## [文書の抜粋]
**********
【米国PE登録まであと一歩】米国PE試験の勉強方法

試験 構造設計

FE試験の記事に引き続きPE試験について私の経験を書いていきたいと思います。

日本では年間の受験者が100人にも満たない試験なので日本語の情報はとても少なく私自身も受験する時に情報集めに苦労したので少しでも受験者の方々の役に立てれば幸いです。

PEとは

PEは正式にはProfessional Engineerで、アメリカの各州が州ごとに設けているエンジニアの公的資格であり、作成した図面などにスタンプを押すことで責任者として仕事ができる資格です。

日本では技術士(まだ合格していませんが受験経験があり記事を書いています)とよく比較されますが個人的には実情はかなり異なっていると思っています。

日本の技術士は名称独占資格で技術士だからこそできる仕事はなく、あくまでも「技術士」であると名乗れる資格です。

一方でアメリカのPEはエンジニアとして責任ある立場で仕事をしようとすると必須の資格になり、業務独占資格と言って差し支えないと思います。

また試験内容は一次試験である技術士補とFE試験は共通点も多いですが、二次試験の技術士試験とPE試験は大きく異なります。

技術士試験は課題発見とその解決策を文章で説明する記述問題である一方でPE試験は工学一般問題と専門分野の問題が半々の選択式問題になります。

技術士試験は専門知識というよりは記述能力と広く浅い社会への問題意識を問われるような問題で、PE試験は工学に関する専門知識を問う問題で構成されています。

どっちが良い悪いではなく両者は似たものとして比較されがちですが個人的にはかなり異なる試験であると認識しているということです。

また専門領域によっても捉え方は大きく異なると思います。

私は建物の構造設計が専門なのでエンジニアとして成果物に責任を持つという意味ではPE資格は技術士というよりは構造設計一級建築士施工管理技士それぞれ別の記事に飛びますに近い資格です。

余談ですが、一級建築士はそれに対応する資格が米国にも存在しますし建築家とエンジニアは日本以外ではかなり明確に区別されていて、大学の学部や資格も異なります。

PE試験の概要

試験の大元はNCEESで日本での試験申し込み等は日本PE・FE試験協議会(JPEC)に対して行います。

アメリカの試験は長時間でタフなものが多いです。

PE試験も例外ではなくトータル9時間で全80問です。
**********
## [次の課題]
a) PE試験の記事によると、PE試験の試験時間と問題数はどれだけか。
b) PE試験の記事の一部を書き写せ。「どっちが良い悪いではなく両者」を含む語句から始め、「学の学部や資格も異なります。」まで書いたら止めること。
c) PE試験の記事を、最後の文の後から書き継げ。

## [記録データ]
**********
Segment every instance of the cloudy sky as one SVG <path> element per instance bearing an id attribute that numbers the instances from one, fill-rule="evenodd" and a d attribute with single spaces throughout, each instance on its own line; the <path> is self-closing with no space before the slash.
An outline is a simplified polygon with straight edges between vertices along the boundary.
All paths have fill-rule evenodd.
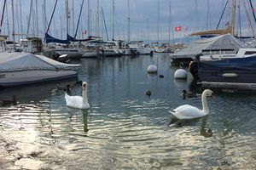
**********
## [課題の解答]
a) トータル9時間で全80問である。

b)
どっちが良い悪いではなく両者は似たものとして比較されがちですが個人的にはかなり異なる試験であると認識しているということです。

また専門領域によっても捉え方は大きく異なると思います。

私は建物の構造設計が専門なのでエンジニアとして成果物に責任を持つという意味ではPE資格は技術士というよりは構造設計一級建築士施工管理技士それぞれ別の記事に飛びますに近い資格です。

余談ですが、一級建築士はそれに対応する資格が米国にも存在しますし建築家とエンジニアは日本以外ではかなり明確に区別されていて、大学の学部や資格も異なります。

c)
アメリカのユニークなところで試験時間にチュートリアルの10分と休憩時間の50分も含まれていて、実質の試験時間は8時間です。

残念ながら休憩時間を削って試験時間に充てることはできません。

もちろん問題文は全て英語です。

試験形式はCBT形式がほとんどで筆記方式の分野もCBT方式への移行を予定しています。

問題は基本的には4つの選択肢から1つを選択する方式ですが、数問は数字を入力する形式やグラフを使った問題、並べ替える問題が出ます。

単純計算で一問当たり6分なのでFE試験の倍の時間がありますが、問題の難易度はFE試験より当然上がります。

と言っても時間が2倍かかる訳ではないのでFE試験よりは時間にゆとりがある試験と言えます。

問題の構成は前半40問がFE試験に近い工学全般の問題で、後半40問が専門分野に特化した問題です。

試験範囲はFE試験と重複するところも多いですが全く同じという訳ではないので試験範囲をきちんと確認しておきましょう。

分野は16分野に分かれていて分野によっては更に細分化されています。

私が受験したのはCivilの中のStructuralという分野です。

合格点は公表されていませんが70%以上で合格と言われています。

合格しても結果が通知されるのみで残念ながら合格点や自分の点数は分かりません。

PE試験の受験資格

基本的にはFE試験と同じで「工学(Engineering)」が入った学位を持っていれば受験可能ですがFE試験に合格している必要があります。

合格後にPE登録をするにあたってはもっと必要な条件が増えますが試験を受けるだけであれば学歴とFE合格だけで十分です。

詳細はFE試験の記事を参照してください。

重ねて注意していただきたいのはPE試験合格とPEとしての仕事ができるということは同じではありません。

PE試験合格後に州にPEとして登録されて初めてPEとして仕事ができます。

また登録に求められる条件も州ごとに異なりますのでその点についても注意が必要です。

PE試験の特徴

PE試験は試験中の資料閲覧と関数電卓の使用が許可されています。

関数電卓は指定の型番でなくてはいけないのでNCEESのCalculator policy(リンク先の右下にあります)を確認ください。

閲覧できる資料は受験分野によって異なります。

私が受験した分野ではHandbook(NCEESのアカウント作成後ダウンロード可能)と各設計コードが閲覧可能でした。

Handbookは受験する分野ごとに異なるので注意してください。

また閲覧可能な資料や出題範囲と出題数は各分野ごとにNCEESから公表されているので絶対に確認しておいてください。

PE試験はFE試験と比較してさらに専門分野に特化した問題が出題されます。

ですが、前半の40問は個人的にはFE試験とそれほど難易度の差を感じませんでした。

後半40問はかなり実務的で私が受験した分野だと部材の耐力を求めたり設計用の荷重を求めたりまさに実務で行っていることが問われました。

この試験でも同じく単位にはかなり戸惑うと思います。

日本の実務に慣れていれば慣れているほどギャップが大きいと思うので受験するのであれば早い方が良いと思います。

戦略と勉強法

FE試験よりは勉強しやすいと思います。

私が注目するFE試験との違いは時間、問題構成、合格点です。

1問当たりに掛けられる時間が約2倍になります。

特定の問題で時間を無駄にしなければ時間が足りなくて問題が解ききれないという事態にはならないと思います。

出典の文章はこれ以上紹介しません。